>> Begin Listing
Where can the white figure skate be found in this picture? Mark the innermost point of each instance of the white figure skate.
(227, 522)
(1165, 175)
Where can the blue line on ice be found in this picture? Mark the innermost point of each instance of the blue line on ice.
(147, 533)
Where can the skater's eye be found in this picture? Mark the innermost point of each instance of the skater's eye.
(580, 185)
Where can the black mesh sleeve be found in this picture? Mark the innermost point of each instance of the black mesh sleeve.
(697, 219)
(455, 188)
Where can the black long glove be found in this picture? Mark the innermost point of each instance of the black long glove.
>> End Listing
Problem: Set down every line of the listing above again, exactly as given.

Finished task:
Where can the white figure skate be found in this picture? Mark the innermost point of each instance of the white figure skate.
(227, 522)
(1165, 175)
Where can the blue line on ice be found in this picture? Mark the innermost point of each instance of the blue line on ice.
(147, 533)
Where can the skater's eye be found in this picture? Mark the innermost point of each instance of the skater's eye.
(580, 185)
Where can the black mesh sleeve be found in this picture? Mark the innermost point of each instance of the black mesh sleeve.
(697, 219)
(455, 188)
Where can the black long glove be found in this picture? Mark the innermost point of each instance of the black long glove.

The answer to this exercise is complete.